# STATED PROBLEM
Copy out the entries below word for word, omitting the pictures.

Entries from a dataset:
————

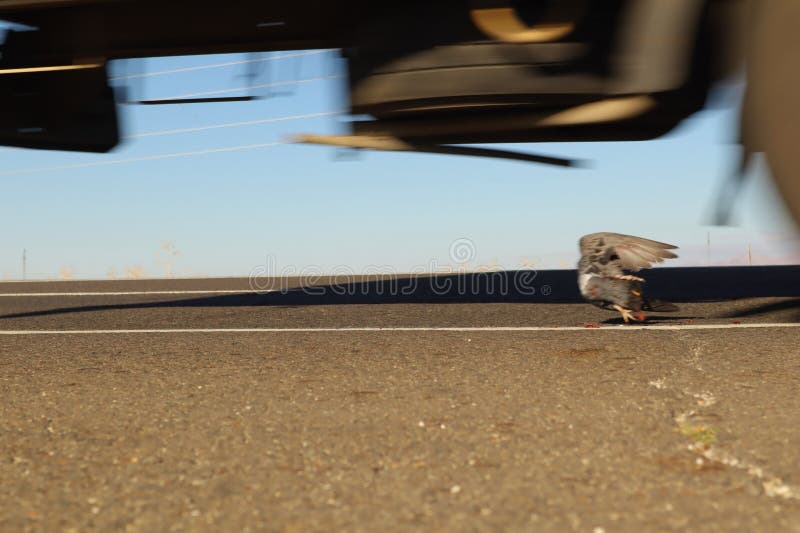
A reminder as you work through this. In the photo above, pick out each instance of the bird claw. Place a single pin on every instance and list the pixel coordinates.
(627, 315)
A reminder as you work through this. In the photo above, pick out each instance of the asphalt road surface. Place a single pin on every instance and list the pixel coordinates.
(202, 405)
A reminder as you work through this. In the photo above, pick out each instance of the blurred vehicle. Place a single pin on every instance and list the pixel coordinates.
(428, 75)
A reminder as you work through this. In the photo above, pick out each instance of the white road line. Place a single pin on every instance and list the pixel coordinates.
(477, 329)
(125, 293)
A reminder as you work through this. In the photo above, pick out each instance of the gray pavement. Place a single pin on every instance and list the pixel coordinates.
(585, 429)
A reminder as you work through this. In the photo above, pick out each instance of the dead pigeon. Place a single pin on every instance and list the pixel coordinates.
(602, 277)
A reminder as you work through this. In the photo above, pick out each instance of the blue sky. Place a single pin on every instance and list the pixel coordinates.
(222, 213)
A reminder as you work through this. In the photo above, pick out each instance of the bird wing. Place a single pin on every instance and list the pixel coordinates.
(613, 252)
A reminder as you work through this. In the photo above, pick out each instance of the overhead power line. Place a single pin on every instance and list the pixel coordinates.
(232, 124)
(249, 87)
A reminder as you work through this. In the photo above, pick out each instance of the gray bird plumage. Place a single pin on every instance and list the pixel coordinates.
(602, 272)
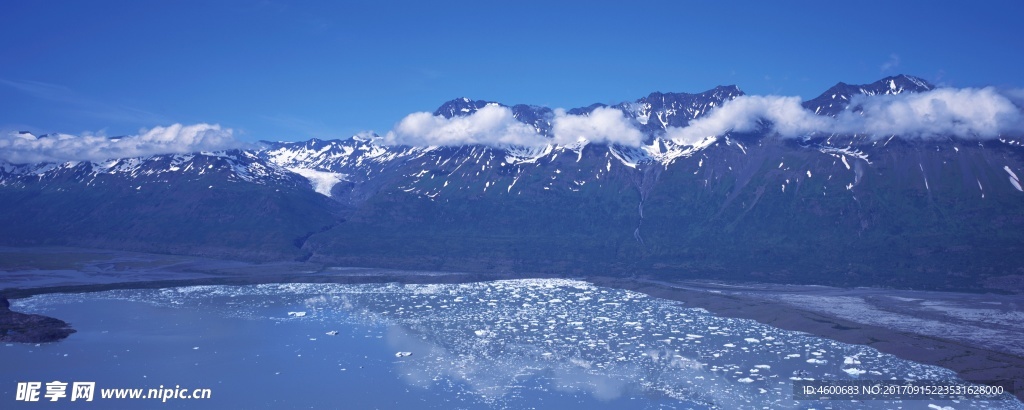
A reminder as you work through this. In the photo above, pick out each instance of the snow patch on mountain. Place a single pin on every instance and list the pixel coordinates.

————

# FINISHED TASK
A reminder as you work through this. In the photo above, pick out each instance of the bird claw. Place a single pin on every instance and list the pixel coordinates.
(627, 315)
A reminder as you work through this. In the photo above, pick out each instance of the asphalt road surface. Place a single pin on every instance and list the pixel coordinates.
(202, 405)
A reminder as you work through this. In the photo above, pick out each instance of the blurred vehicle. Place a single pin on every instance and list the pixel coordinates.
(428, 75)
A reminder as you work through this. In the photo above, pick out each instance of the white road line. Place a single pin on every instance and list the pixel coordinates.
(477, 329)
(125, 293)
A reminder as you work through this. In the photo above, pick out each instance of the gray pavement. Place a single pin on every instance and list the pixel coordinates.
(585, 429)
A reminder as you work through this. In the photo above, pick out each instance of the dead pigeon. Place a single pin on every instance and list the pixel coordinates.
(602, 277)
A reminder as you work through this. In the photo above, pick out each instance of the blue sky. Place a single pin on every instance and list the pixel coordinates.
(222, 213)
A reminder as you work through this. In the photo above, pick out each instance of the bird wing. Place a single pin on every instance and list the pixel coordinates.
(613, 252)
A reminder as you work through this. In the photo above, pick out each instance of the overhead power line. Place a single pin on every instance and list the pixel coordinates.
(232, 124)
(249, 87)
A reminder as you work through this. In the photo above, pick out each instance of the gray bird plumage. Place a single pin on every instance and list the pixel coordinates.
(602, 272)
A reminder as you work through this. In the photo above, pick out each instance of the snow patch on mountain. Place a single pin on every instance and list the pixel coordinates.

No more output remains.